Consignes et exercices ::
**1.** D'après l'extrait sur la pénurie de médecins scolaires, combien de médecins de l'Éducation nationale la France comptait-elle selon le rapport de la Cour des comptes de 2022 ?
**2.** Dans l'extrait sur la pénurie de médecins scolaires, certaines familles déposent une demande auprès de leur MDPH. Expliquez pourquoi cette démarche y est présentée comme « un comble ».

Extrait fourni ::
“ Mathis a un trouble de l’attention avec hyperactivité (TDAH), diagnostiqué depuis la 6e. Il a toujours eu un PAP. Mais cette année, pas de médecin scolaire à Toulon, pour le signer : non seulement, les aménagements ne sont pas respectés en classe mais, en plus, je ne sais pas s’il aura droit au tiers temps pour le brevet » se désespère Julie – qui voit la date de l’examen s’approcher sans aucune solution pour son fils.
Pénurie de médecins scolaires : l’égalité des chances en danger
Dans les établissements scolaires français, l’accompagnement des élèves à besoins éducatifs particuliers qui n’ont pas de reconnaissance de handicap repose sur ces dispositifs créés en 2015 pour désengorger les MDPH (Maison départementale des personnes handicapées). PAP ou PAI permettent aux élèves de bénéficier d’aménagements pédagogiques adaptés à leurs besoins (tiers-temps lors des contrôles ou examens, utilisation d’un ordinateur, supports adaptés ou allègement du travail écrit). A la condition qu’ils soient validés par un médecin de l’Éducation Nationale.

Aujourd’hui, la pénurie de médecins scolaires compromet sérieusement la mise en place de ces plans : en France, selon le rapport de la Cour des comptes de 2022, on comptait moins de 900 médecins de l’Éducation Nationale pour 12 millions d’élèves en France. Soit moins d’un médecin pour 12 000 élèves !
Face à cette réalité, certains rectorats priorisent les demandes de PAP et les réservent aux enfants qui doivent passer le brevet ou le bac en fin d’année. Au détriment de tous les autres. C’est le cas des académies de Nice, de l’Isère et de Versailles. Des notes internes -que nous nous sommes procuré- établissent des priorités : d’abord les élèves en classe d’examen, ensuite les CM2. Les autres ? Ils devront attendre !
Comme le souligne Valerie Vignais, de la Fédération FFDys : “C’est une école à deux vitesses. À trouble équivalent, certains élèves bénéficient d’un PAP, d’autres n’ont rien du tout. Tout dépend de leur niveau scolaire ou du département.”. On est loin de l’égalité républicaine dans l’accès au savoir…
PAP et PAI: mission impossible dans certaines académies
Dans le Loiret, certaines familles attendent jusqu’à quatre ans pour obtenir la signature d’un PAP : la situation est à ce point catastrophique qu’un collectif (Collectif PAP 45) s’est formé pour alerter les pouvoirs publics, en octobre 2023. En février 2025, la députée du Loiret, Pauline Martin, a interpellé la ministre de l’Éducation nationale sur la grave pénurie de médecins scolaires dans l’académie d’Orléans-Tours, soulignant qu’une dizaine de postes sont vacants – empêchant toute validation de PAP ou PAI. En vain.
Face à ce blocage, certaines familles déposent une demande de reconnaissance de handicap et un Projet Personnalisé de Scolarisation (PPS) via leur MDPH. Un comble lorsqu’on sait que PAP et PAI ont précisément été créées pour désengorger les MDPH, déjà saturées. Estelle Rossignon, représentante du Collectif PAP 45, dénonce cette absurdité :“Des élèves avec des troubles comme la dyslexie ou le TDAH sont contraints de passer par la maison des personnes handicapées. Ça surcharge les MDPH et ça ne garantit pas que le handicap sera reconnu !”

Données d'entrée ::

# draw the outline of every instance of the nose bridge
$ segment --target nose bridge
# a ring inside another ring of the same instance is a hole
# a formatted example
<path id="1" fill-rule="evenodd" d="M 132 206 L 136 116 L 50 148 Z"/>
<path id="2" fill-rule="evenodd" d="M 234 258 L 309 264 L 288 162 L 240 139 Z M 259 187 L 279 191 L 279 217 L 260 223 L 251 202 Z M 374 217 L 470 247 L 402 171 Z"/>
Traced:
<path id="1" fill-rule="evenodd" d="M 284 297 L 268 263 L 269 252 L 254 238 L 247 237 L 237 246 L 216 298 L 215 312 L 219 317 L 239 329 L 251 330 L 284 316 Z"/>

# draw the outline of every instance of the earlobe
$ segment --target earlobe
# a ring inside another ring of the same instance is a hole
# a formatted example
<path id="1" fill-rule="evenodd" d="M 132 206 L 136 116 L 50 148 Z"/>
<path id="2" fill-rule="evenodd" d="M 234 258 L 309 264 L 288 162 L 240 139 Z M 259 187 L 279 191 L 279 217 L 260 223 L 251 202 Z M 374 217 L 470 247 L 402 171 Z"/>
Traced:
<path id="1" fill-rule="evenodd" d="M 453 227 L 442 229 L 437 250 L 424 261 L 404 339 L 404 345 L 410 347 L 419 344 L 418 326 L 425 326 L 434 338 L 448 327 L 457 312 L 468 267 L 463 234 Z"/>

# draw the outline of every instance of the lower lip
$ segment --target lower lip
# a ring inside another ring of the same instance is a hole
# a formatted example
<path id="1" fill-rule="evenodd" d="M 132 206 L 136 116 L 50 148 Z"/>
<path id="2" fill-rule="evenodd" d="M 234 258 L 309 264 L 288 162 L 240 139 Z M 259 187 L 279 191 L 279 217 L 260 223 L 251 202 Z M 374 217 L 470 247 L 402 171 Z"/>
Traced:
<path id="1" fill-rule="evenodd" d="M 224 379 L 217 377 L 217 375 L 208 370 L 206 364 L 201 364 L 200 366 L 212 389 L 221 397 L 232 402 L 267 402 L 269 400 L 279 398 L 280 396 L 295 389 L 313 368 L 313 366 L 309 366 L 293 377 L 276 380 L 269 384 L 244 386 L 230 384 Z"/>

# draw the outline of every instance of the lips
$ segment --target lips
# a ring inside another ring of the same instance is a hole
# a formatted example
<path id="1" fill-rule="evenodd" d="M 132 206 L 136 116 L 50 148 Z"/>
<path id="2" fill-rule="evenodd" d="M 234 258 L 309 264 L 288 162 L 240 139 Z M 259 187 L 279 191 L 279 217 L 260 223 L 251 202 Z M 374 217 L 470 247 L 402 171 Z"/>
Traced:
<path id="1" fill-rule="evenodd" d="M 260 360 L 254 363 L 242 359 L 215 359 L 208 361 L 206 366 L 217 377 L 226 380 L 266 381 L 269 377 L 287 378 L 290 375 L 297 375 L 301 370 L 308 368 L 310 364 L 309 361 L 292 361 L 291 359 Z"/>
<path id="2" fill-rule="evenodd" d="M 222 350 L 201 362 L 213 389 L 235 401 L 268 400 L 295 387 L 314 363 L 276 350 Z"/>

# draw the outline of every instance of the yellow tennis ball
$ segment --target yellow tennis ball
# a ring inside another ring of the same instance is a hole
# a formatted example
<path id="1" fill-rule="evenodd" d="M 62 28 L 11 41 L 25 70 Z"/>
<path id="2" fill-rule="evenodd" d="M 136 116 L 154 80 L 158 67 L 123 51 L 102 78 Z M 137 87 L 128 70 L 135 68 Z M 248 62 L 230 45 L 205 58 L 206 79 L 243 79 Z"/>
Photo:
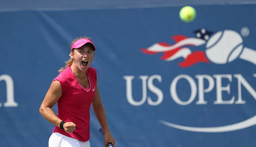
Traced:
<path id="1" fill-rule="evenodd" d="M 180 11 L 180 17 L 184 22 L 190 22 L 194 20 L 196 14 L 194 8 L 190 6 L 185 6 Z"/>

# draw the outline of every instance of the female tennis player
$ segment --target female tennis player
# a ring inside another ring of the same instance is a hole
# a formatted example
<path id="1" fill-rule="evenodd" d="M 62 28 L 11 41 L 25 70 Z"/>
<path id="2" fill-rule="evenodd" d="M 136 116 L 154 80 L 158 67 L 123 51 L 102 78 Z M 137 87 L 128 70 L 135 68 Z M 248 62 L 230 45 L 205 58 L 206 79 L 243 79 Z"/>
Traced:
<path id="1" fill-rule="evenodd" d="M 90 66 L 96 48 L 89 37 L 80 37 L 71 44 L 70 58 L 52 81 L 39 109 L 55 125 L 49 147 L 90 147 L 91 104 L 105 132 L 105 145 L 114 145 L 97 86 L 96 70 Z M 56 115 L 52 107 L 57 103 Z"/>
* * *
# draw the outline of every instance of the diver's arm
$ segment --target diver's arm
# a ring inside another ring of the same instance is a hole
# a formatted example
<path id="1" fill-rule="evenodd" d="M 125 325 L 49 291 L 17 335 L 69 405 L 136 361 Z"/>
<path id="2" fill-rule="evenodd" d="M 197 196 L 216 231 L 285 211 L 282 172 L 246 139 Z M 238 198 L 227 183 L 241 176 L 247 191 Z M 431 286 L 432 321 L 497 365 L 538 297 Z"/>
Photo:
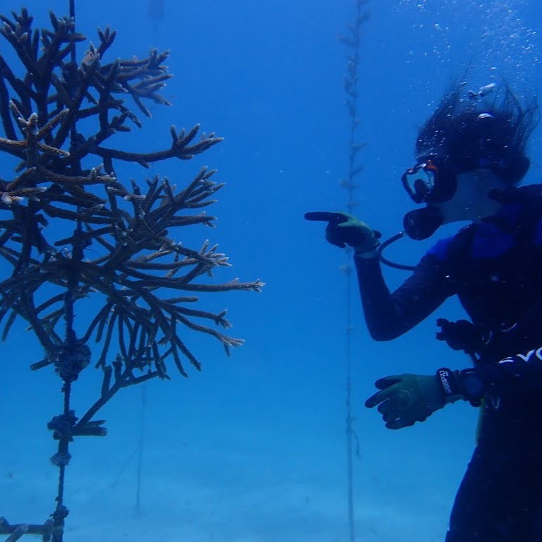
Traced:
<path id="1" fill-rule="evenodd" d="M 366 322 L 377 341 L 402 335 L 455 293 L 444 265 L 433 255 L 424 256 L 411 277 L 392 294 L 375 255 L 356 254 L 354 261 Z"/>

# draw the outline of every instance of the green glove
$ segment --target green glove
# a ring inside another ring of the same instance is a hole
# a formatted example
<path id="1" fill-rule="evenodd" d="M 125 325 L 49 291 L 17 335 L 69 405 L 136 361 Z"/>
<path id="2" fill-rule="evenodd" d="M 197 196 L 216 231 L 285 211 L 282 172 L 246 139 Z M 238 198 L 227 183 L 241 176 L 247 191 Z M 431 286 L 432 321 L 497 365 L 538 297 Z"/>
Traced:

Réponses attendues ::
**1.** Moins de 900 médecins de l'Éducation nationale, pour 12 millions d'élèves.

**2.** PAP et PAI ont précisément été créés pour désengorger les MDPH, déjà saturées. Or, faute de médecin scolaire pour signer ces plans, des familles se tournent vers la MDPH. Selon le Collectif PAP 45, cela surcharge les MDPH et ne garantit pas que le handicap sera reconnu.